Assignment - Nothing in the entries below may be altered; print them as they stand.
[Opening Data shown section]
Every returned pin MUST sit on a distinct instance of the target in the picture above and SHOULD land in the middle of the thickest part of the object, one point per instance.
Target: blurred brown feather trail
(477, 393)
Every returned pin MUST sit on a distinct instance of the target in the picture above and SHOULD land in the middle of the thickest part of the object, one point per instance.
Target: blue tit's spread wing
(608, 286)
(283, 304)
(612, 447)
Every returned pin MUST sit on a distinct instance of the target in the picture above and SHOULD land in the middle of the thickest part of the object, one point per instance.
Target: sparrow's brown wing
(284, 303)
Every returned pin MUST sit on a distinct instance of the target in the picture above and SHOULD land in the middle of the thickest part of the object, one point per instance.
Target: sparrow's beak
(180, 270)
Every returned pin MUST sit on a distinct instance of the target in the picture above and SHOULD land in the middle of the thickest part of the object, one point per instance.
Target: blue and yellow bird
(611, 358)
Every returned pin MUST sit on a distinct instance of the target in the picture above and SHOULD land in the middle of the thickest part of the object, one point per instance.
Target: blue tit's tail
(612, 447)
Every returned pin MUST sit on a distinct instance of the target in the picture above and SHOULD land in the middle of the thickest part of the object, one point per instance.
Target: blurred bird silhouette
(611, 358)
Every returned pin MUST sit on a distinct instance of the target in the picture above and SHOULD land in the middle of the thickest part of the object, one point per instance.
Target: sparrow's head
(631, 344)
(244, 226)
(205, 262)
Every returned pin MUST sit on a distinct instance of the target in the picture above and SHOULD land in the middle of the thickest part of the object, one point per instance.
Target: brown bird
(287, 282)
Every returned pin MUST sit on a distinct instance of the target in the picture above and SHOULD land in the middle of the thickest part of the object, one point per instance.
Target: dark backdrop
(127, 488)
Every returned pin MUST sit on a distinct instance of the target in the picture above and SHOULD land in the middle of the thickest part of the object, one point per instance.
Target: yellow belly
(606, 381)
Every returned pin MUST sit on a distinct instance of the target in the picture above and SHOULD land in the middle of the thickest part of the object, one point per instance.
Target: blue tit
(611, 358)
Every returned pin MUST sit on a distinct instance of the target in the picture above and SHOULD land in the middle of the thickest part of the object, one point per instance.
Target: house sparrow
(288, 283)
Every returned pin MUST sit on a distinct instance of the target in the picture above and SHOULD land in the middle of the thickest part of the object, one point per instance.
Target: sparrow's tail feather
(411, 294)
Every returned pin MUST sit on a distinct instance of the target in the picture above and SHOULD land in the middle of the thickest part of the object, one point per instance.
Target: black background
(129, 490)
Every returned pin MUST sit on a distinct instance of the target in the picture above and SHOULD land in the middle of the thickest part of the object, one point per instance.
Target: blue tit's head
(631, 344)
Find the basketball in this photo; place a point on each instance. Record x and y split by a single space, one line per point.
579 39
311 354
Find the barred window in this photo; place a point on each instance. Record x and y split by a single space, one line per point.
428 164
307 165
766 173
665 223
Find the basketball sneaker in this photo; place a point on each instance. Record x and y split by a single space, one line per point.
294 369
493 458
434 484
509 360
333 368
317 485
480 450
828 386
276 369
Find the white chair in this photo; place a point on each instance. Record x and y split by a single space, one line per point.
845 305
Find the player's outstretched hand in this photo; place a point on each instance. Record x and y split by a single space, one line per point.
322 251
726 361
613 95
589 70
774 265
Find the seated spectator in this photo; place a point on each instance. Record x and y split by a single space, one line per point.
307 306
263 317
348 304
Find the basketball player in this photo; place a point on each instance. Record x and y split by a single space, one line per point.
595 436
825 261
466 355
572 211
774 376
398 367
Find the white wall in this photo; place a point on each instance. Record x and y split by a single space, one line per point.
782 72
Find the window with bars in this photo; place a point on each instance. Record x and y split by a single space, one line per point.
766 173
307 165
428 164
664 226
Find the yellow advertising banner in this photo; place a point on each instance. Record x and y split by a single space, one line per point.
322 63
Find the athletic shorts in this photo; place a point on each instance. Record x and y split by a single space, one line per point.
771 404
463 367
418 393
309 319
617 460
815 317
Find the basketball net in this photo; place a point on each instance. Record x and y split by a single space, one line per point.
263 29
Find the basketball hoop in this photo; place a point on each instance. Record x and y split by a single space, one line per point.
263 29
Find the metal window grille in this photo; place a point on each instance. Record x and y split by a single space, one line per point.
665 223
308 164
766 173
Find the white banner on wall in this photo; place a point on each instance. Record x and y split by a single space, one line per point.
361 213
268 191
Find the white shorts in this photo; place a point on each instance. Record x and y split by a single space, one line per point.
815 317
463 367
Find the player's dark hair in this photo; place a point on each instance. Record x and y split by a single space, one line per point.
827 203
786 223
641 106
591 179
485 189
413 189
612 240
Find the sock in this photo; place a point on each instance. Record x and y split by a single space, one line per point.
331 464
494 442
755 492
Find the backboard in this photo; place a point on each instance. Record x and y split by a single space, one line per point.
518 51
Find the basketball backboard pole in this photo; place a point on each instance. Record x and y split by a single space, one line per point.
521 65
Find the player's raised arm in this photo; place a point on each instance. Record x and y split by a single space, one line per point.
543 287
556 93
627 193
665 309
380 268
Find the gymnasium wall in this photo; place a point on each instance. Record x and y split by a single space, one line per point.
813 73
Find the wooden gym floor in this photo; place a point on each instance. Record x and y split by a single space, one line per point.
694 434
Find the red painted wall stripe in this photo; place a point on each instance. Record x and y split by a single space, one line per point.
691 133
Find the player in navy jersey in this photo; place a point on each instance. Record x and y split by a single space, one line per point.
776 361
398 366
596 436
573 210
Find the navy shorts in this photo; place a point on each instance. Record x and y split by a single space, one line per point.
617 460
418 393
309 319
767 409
[Closing Data shown section]
Output of the task -
Every returned pin MUST sit on a distinct instance of the target in the picture above and SHOULD land in the middle of the thickest part of the object, one point per instance.
Target: blurred brown feather trail
(477, 393)
Every returned pin MUST sit on a distinct instance of the target in the picture above and SHOULD land in the middle of the thickest part of the object, one point per instance.
Target: blue tit's spread wing
(608, 286)
(283, 304)
(612, 447)
Every returned pin MUST sit on a distinct instance of the target in the picture above and SHOULD land in the middle of the thickest part of the object, one point per instance.
Target: sparrow's brown wing
(284, 303)
Every returned pin MUST sit on a distinct instance of the target in the picture above and SHOULD land in the middle of the thickest part of the object, one point per instance.
Target: sparrow's beak
(180, 270)
Every returned pin MUST sit on a distinct instance of the target in the picture above and SHOULD land in the middle of the thickest part of the object, one point per instance.
Target: blue and yellow bird
(611, 358)
Every returned pin MUST sit on a distinct instance of the target in the picture above and SHOULD land in the middle of the thickest part of the object, one point per instance.
Target: blue tit's tail
(612, 447)
Every returned pin MUST sit on a distinct instance of the target in the picture above and SHOULD land in the middle of the thickest part of the object, one point per instance.
Target: blurred bird silhouette
(611, 358)
Every returned pin MUST sit on a distinct instance of the target in the picture above and SHOULD land in the middle of the thickest part of the object, one point per instance.
Target: sparrow's head
(631, 344)
(244, 226)
(205, 262)
Every returned pin MUST sit on a distinct instance of the target in the picture above and SHOULD land in the middle of the thickest part of the object, one point per instance.
Target: brown bird
(287, 282)
Every returned pin MUST sit on a distinct instance of the target in the picture above and SHOULD land in the middle of the thickest part of the object, one point per instance.
Target: dark backdrop
(127, 488)
Every returned pin MUST sit on a distinct instance of the target in the picture above and SHOULD land in the middle of the thickest part of the object, one point per instance.
Target: yellow belly
(606, 381)
Every returned pin MUST sit on a distinct instance of the target in the picture above and SHOULD land in the middle of the thickest part of the object, one point per instance.
Target: blue tit
(611, 358)
Every returned pin MUST sit on a distinct instance of the target in the picture above and SHOULD land in the middle of the thickest part of the object, one point per instance.
Target: house sparrow
(288, 283)
Every returned pin MUST sit on a distinct instance of the target in the picture above and SHOULD land in the middle of the thickest part of the object, one point per instance.
Target: sparrow's tail feather
(411, 294)
Every returned pin MUST sit on a distinct instance of the target in the picture above and SHOULD land in the middle of the thickest part of the object, one point per instance.
Target: black background
(129, 490)
Every returned pin MUST sit on a distinct instance of the target in the picture above and SHOULD land in the middle of the thickest part of the object, one point per instance.
Target: blue tit's head
(631, 344)
Find the basketball in this photo; place a point on each instance. Record x and y split by a single space, one line per point.
579 39
311 354
Find the barred window in this photo; place a point on each instance. Record x and y split by a single space, one line per point.
428 164
307 165
766 173
665 223
Find the basketball sneaker in this photo; place a point on each instance. Record x and y split by a single space, one line per point.
294 369
493 458
434 484
509 360
333 368
317 485
480 450
828 386
276 369
Find the white chair in this photo; place a point on each instance. Record x and y split by a single space, one line per point.
845 305
Find the player's outstretched hand in this photo; place a point on each instance. Record x and y split by a single space, one line per point.
322 251
726 361
613 95
589 70
774 265
Find the seated spectator in this photo; place a point on each instance. Record x and y split by a single space, one line per point.
307 306
263 317
348 304
Find the basketball player in this photo; place a point on each instance. Record x and y split by a single space, one line per point.
595 436
825 261
466 355
572 211
774 376
398 367
Find the white wall in this photo; place a point on each instance. Record x and y split by a single space, one line per point.
782 72
Find the window with bars in this photo; place a point on each instance. Record x and y split by a single space, one line per point.
766 173
307 165
428 164
664 226
Find the yellow advertising banner in this photo; place a point on each instance. Record x and y split by a single space, one line per point.
322 63
Find the athletic shorts in this photo; place a point on each instance. Record x and y split by a single space, one line per point.
771 404
463 367
418 393
309 319
617 460
815 317
Find the basketball net in this photo; place a point on each instance. Record x and y split by a single space, one line per point.
263 29
Find the basketball hoop in this photo; place a point on each instance. Record x and y split by a single space, one line per point.
263 29
Find the metal window grille in this photo; place a point on each instance. Record x and y split by a single space, one line per point.
665 223
308 164
766 173
Find the white banner on wall in this photo; place a point on each instance. Record x and y split by a single space, one line per point.
361 213
268 191
Find the white shorts in this photo; place a point on each instance. Record x and y split by a single space, one line per point.
815 317
463 367
Find the player's dark hair in this photo; place a point on each instance. Record x and y split by a single space, one line per point.
827 203
786 223
641 106
591 179
485 189
413 189
612 240
Find the sock in this photo; place a point on each instance. Record x and y split by a single space, one line per point.
331 464
494 442
755 492
Find the backboard in this photo; place a point on each instance. Record x and y split by a single space, one line per point.
518 51
Find the basketball backboard pole in this photo; place a point on each instance. Record x and y split by a single space, one line per point.
521 65
Find the player's raised arm in this photo; place a point on each instance. Record x and y split by a single space, one line per point.
543 287
556 93
627 193
665 309
380 268
Find the gymnasium wall in this photo; place a point on each instance. Record x and y split by a single space, one line per point.
813 73
Find the wooden gym floor in this photo; place a point on each instance. Record x and y split by a single space, one line per point.
694 434
Find the red painted wall stripe in this photo; place a point on each instance. Record x and y split by a single space, one line per point.
691 133
Find the player in navy jersey in this photo; place a point on each instance. Record x and y split by a single space, one line per point.
776 361
398 366
596 436
573 210
Find the navy shorts in this photo; place a point on each instance. Record x and y split by a single space, one line per point.
617 460
418 393
309 319
767 409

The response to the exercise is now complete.